-- Start of Working data --

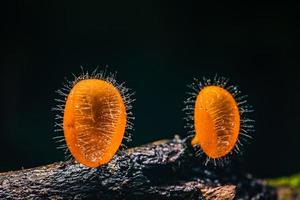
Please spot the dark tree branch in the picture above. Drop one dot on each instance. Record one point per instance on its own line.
(161, 170)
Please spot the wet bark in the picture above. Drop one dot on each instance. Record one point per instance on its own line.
(166, 169)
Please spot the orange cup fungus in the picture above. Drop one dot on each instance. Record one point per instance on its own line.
(218, 117)
(95, 119)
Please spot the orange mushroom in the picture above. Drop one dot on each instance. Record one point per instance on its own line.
(95, 118)
(218, 114)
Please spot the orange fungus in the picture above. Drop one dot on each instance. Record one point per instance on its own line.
(216, 120)
(94, 121)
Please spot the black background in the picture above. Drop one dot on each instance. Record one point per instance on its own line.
(157, 49)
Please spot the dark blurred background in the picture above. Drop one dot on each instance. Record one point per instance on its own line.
(157, 49)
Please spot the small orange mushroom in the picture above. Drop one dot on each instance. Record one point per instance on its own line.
(218, 115)
(94, 121)
(96, 114)
(217, 121)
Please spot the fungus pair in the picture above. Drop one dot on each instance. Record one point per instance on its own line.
(96, 116)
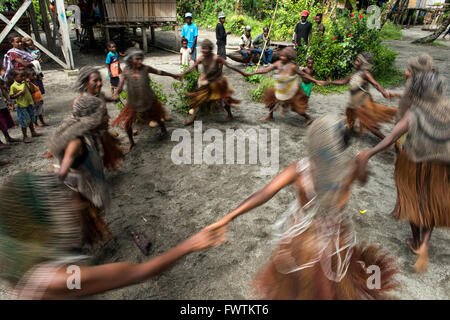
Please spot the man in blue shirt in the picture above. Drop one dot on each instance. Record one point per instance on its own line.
(190, 33)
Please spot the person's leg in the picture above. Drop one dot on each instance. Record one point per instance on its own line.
(421, 264)
(414, 242)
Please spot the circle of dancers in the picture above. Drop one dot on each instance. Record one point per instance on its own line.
(46, 218)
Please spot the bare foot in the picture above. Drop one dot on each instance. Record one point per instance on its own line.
(12, 140)
(308, 122)
(422, 262)
(413, 245)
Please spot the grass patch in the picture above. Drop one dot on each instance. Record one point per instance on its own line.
(391, 31)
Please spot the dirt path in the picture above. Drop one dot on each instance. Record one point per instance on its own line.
(170, 202)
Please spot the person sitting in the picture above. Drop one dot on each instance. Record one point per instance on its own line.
(258, 43)
(246, 47)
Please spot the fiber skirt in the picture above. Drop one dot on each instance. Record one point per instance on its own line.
(298, 103)
(423, 192)
(311, 283)
(128, 115)
(369, 114)
(219, 90)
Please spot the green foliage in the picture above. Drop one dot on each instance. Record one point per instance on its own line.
(255, 78)
(347, 36)
(391, 31)
(179, 101)
(258, 92)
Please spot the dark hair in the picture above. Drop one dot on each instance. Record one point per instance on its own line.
(12, 36)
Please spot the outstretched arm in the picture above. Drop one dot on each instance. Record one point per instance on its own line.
(106, 277)
(161, 72)
(371, 79)
(363, 157)
(262, 196)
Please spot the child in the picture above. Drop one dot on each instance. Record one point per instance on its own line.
(113, 66)
(361, 105)
(310, 70)
(185, 52)
(37, 98)
(140, 96)
(287, 90)
(21, 90)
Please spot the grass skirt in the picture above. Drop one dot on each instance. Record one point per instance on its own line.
(369, 114)
(312, 284)
(298, 103)
(219, 90)
(128, 115)
(423, 192)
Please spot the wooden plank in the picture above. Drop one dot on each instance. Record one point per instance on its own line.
(11, 23)
(37, 44)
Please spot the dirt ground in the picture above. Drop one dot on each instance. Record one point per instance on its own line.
(170, 202)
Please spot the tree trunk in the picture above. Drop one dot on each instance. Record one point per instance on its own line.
(385, 13)
(436, 34)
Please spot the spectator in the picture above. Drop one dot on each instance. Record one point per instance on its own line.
(190, 33)
(258, 43)
(221, 37)
(320, 28)
(246, 45)
(302, 32)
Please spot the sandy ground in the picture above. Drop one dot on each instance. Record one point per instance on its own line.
(170, 202)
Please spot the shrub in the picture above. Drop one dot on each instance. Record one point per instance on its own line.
(179, 101)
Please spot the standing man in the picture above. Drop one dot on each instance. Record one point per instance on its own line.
(258, 43)
(302, 32)
(221, 37)
(245, 45)
(320, 28)
(190, 33)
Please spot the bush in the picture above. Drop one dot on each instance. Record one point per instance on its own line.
(179, 101)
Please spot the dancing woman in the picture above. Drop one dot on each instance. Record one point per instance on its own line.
(317, 256)
(422, 168)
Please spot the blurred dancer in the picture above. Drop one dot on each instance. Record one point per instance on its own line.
(83, 147)
(141, 97)
(422, 169)
(213, 85)
(41, 226)
(361, 105)
(317, 256)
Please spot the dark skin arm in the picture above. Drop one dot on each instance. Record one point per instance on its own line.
(364, 156)
(98, 279)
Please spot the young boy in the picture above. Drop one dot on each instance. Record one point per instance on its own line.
(113, 66)
(185, 53)
(37, 98)
(21, 91)
(309, 69)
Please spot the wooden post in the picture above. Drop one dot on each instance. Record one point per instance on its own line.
(152, 31)
(144, 39)
(177, 37)
(33, 20)
(48, 32)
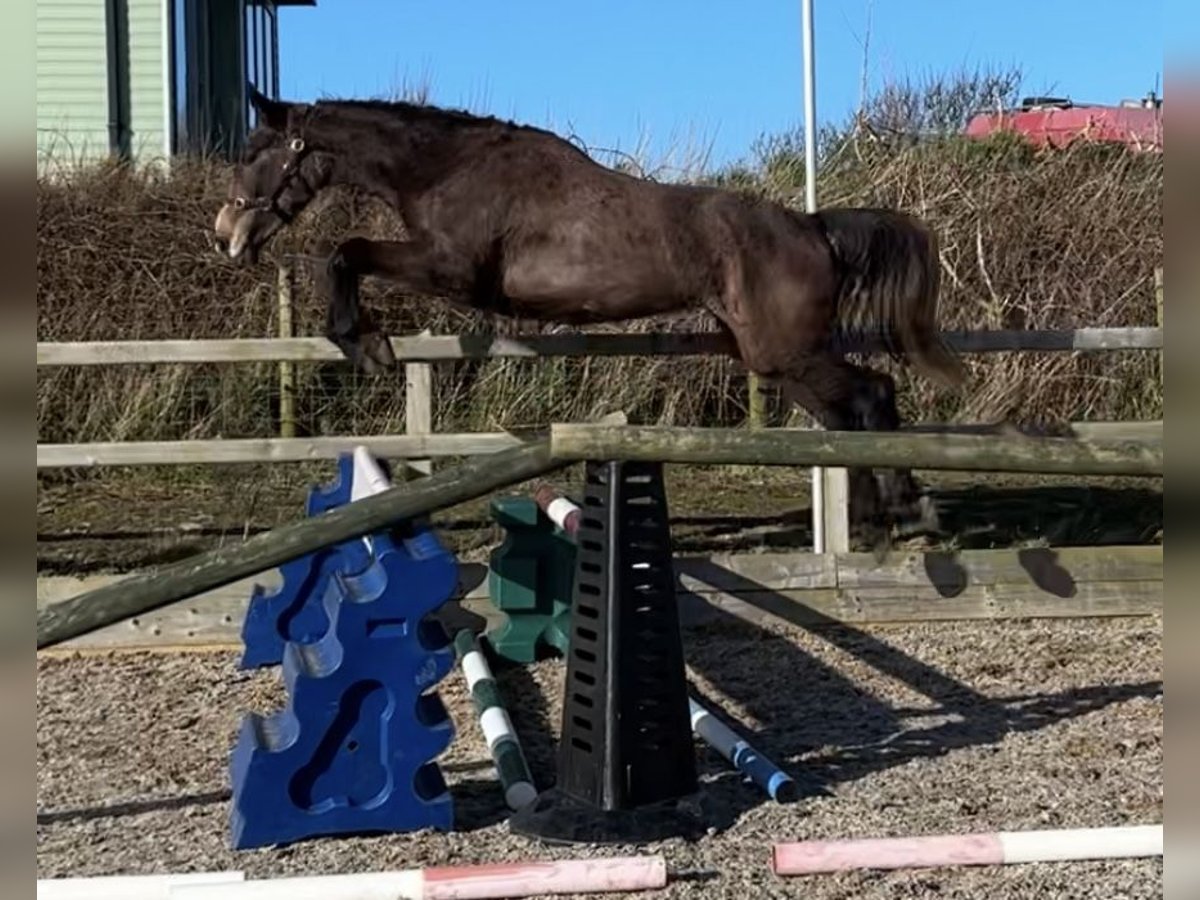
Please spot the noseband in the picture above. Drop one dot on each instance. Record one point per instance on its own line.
(297, 151)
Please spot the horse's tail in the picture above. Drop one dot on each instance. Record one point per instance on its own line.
(891, 275)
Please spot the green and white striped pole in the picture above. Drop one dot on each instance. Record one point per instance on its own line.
(493, 720)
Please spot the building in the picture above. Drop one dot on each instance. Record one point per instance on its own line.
(1057, 121)
(148, 79)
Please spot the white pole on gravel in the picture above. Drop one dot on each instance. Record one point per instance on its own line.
(465, 882)
(990, 849)
(129, 887)
(820, 534)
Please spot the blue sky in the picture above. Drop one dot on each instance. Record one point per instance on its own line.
(667, 73)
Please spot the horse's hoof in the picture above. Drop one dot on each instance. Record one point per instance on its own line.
(376, 354)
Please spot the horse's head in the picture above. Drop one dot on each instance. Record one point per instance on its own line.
(279, 175)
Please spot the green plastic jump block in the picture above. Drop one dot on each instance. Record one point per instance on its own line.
(529, 580)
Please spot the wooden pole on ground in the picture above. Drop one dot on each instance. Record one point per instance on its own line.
(801, 447)
(145, 592)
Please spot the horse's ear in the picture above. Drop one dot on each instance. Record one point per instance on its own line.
(271, 113)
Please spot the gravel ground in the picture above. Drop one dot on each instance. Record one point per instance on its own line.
(909, 730)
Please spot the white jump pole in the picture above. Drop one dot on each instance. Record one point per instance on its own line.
(130, 887)
(989, 849)
(810, 205)
(465, 882)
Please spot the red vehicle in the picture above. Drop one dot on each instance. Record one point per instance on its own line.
(1055, 121)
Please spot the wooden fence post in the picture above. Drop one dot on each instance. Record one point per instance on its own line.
(756, 402)
(1158, 304)
(419, 407)
(287, 370)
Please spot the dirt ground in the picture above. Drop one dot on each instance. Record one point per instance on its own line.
(889, 731)
(893, 731)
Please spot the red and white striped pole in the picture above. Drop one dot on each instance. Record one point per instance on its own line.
(989, 849)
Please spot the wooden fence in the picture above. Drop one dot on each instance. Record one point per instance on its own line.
(420, 353)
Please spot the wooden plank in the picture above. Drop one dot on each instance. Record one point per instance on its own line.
(1150, 430)
(251, 450)
(457, 347)
(287, 370)
(756, 587)
(256, 450)
(142, 593)
(741, 571)
(216, 622)
(419, 408)
(1002, 601)
(803, 447)
(1056, 568)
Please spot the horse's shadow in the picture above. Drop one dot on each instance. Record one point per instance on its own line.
(821, 727)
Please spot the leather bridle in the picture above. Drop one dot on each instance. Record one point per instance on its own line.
(297, 150)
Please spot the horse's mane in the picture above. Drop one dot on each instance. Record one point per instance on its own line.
(337, 113)
(418, 113)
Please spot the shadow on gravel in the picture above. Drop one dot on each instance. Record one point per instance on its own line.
(133, 808)
(825, 730)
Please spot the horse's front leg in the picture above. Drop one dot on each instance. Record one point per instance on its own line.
(413, 265)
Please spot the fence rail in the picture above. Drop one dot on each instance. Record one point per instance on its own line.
(417, 447)
(442, 348)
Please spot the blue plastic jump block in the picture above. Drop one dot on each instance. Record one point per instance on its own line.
(352, 751)
(294, 611)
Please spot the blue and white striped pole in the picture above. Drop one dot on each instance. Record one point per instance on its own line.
(777, 783)
(497, 727)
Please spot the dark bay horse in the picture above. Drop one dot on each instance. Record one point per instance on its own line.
(514, 220)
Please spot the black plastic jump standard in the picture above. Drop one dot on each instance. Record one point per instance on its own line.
(627, 766)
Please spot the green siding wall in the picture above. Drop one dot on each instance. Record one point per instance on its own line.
(72, 82)
(145, 75)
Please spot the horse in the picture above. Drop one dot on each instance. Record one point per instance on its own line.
(514, 220)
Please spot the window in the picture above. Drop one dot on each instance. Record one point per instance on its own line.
(217, 48)
(262, 51)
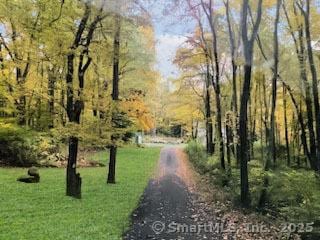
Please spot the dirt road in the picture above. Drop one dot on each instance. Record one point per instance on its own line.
(168, 209)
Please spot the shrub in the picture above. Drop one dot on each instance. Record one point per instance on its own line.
(22, 147)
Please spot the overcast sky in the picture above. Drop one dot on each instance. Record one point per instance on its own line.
(170, 34)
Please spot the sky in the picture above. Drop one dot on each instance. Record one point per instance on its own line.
(170, 34)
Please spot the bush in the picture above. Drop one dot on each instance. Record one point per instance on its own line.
(296, 194)
(23, 148)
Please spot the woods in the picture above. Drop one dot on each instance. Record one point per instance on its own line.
(263, 92)
(66, 71)
(234, 84)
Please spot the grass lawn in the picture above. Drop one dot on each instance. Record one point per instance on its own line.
(42, 211)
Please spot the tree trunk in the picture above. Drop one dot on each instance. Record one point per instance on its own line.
(115, 97)
(243, 132)
(51, 88)
(314, 81)
(73, 178)
(286, 125)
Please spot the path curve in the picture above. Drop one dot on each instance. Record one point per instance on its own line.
(168, 209)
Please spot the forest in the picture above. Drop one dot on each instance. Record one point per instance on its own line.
(80, 85)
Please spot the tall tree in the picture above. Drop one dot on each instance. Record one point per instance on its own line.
(115, 97)
(306, 15)
(248, 48)
(75, 102)
(208, 9)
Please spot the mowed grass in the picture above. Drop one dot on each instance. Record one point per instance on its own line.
(42, 211)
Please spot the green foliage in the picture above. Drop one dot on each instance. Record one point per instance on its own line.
(42, 212)
(197, 156)
(296, 194)
(23, 147)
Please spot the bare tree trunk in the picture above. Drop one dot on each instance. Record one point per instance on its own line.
(115, 97)
(285, 118)
(306, 14)
(248, 46)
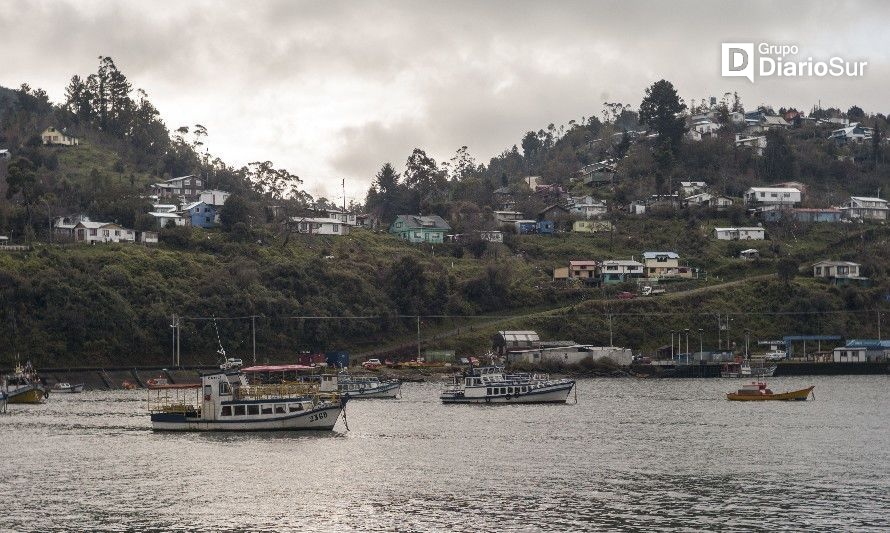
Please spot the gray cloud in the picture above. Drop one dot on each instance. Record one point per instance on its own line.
(334, 89)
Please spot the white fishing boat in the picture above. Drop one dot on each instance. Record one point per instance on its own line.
(67, 387)
(354, 387)
(226, 401)
(491, 385)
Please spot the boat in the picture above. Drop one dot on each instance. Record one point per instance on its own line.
(225, 400)
(745, 370)
(491, 385)
(757, 391)
(354, 387)
(25, 386)
(68, 387)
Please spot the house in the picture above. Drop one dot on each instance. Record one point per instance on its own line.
(321, 226)
(591, 226)
(213, 197)
(504, 198)
(839, 272)
(865, 208)
(750, 254)
(507, 217)
(491, 235)
(51, 136)
(620, 270)
(854, 133)
(665, 265)
(188, 186)
(739, 234)
(201, 214)
(584, 269)
(688, 188)
(93, 232)
(164, 220)
(756, 143)
(772, 196)
(862, 351)
(505, 341)
(526, 227)
(420, 228)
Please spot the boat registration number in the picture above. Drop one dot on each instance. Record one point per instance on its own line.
(318, 416)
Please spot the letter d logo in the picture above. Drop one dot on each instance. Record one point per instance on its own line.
(737, 60)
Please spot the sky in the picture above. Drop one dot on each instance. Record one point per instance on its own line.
(332, 90)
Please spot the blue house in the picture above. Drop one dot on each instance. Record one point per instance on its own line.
(545, 227)
(201, 214)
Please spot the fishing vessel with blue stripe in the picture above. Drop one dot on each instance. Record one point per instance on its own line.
(491, 385)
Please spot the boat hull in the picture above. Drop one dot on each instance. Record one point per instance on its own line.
(387, 390)
(554, 394)
(798, 395)
(28, 394)
(320, 419)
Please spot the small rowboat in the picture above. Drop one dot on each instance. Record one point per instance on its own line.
(757, 392)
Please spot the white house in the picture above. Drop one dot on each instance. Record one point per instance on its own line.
(756, 143)
(739, 234)
(213, 197)
(862, 207)
(52, 136)
(321, 226)
(773, 196)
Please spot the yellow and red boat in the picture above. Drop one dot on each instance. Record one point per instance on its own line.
(757, 392)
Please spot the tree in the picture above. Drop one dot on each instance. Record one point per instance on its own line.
(235, 210)
(786, 268)
(661, 110)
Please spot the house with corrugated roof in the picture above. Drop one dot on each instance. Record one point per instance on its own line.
(420, 228)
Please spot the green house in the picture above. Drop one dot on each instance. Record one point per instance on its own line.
(420, 228)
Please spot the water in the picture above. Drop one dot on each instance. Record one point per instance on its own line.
(641, 455)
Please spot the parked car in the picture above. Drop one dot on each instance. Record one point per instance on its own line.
(372, 364)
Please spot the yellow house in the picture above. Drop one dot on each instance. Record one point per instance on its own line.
(53, 136)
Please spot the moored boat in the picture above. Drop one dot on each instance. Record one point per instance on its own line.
(24, 386)
(490, 385)
(68, 387)
(226, 401)
(757, 391)
(355, 387)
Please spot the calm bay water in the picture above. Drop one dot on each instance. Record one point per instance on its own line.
(639, 455)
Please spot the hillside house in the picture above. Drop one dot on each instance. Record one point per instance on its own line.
(865, 208)
(620, 270)
(756, 143)
(665, 265)
(420, 228)
(773, 196)
(201, 214)
(52, 136)
(854, 133)
(320, 226)
(739, 234)
(213, 197)
(187, 186)
(591, 226)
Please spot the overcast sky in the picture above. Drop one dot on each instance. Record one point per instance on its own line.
(332, 90)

-- End of Working data --

** Directive **
Write out only what runs from the line holding "Please spot the small rowboat" through the last line of the records, exactly as shown.

** Output for this exercise **
Please spot the small rowboat in the picture above. Drop one dot on each instance. Record one point per instance on its own line.
(757, 392)
Please spot the white house in the picture above. Drop one dot on each instance. Record one point per instance on its own line.
(756, 143)
(739, 234)
(213, 197)
(862, 207)
(52, 136)
(321, 226)
(773, 196)
Please spot the yellow and red boat in the picture above. Drop one dot on each instance. Record one point per instance on its own line.
(757, 392)
Please spot the tree in the picture above. Drop one dot on each instance. Record one point per instance on its own line.
(235, 210)
(786, 268)
(661, 110)
Please spot the house with corrugated roof in the picture above. Drop one dot on each instance. Record one point per instance on its own line.
(420, 228)
Please spot the green house in the picture above. Drop one dot on each instance. Record one point per instance on its own line.
(420, 228)
Please spot the water in the picture above. Drop one dot on each instance. Record one point per instance on its own line.
(641, 455)
Please spot the parked car in the picture above. Drop one dot on each instance. Record one point per instance on its own line.
(372, 364)
Please spot the yellow house in the picture above. Drop one dot on each instance. Record one point per instance on its own line.
(53, 136)
Please spot the moored boat in the picture above. Drop one dot on each instance. Record one point per instance on its own line.
(24, 386)
(490, 385)
(68, 387)
(226, 401)
(757, 391)
(355, 387)
Please spot the calm bay water in the picture above. Drop one dot on each instance. Record one point per instance on its own line.
(639, 455)
Please spot the hillside house in the picture above. Drop one dot on each instance. Record one point per instance on its own line.
(865, 208)
(620, 270)
(756, 143)
(665, 265)
(420, 228)
(773, 196)
(201, 214)
(52, 136)
(854, 133)
(320, 226)
(739, 234)
(213, 197)
(187, 186)
(591, 226)
Please spot the overcast sky in the picture above. Drop one dot on each instance. Record one point per instance on its own line.
(332, 90)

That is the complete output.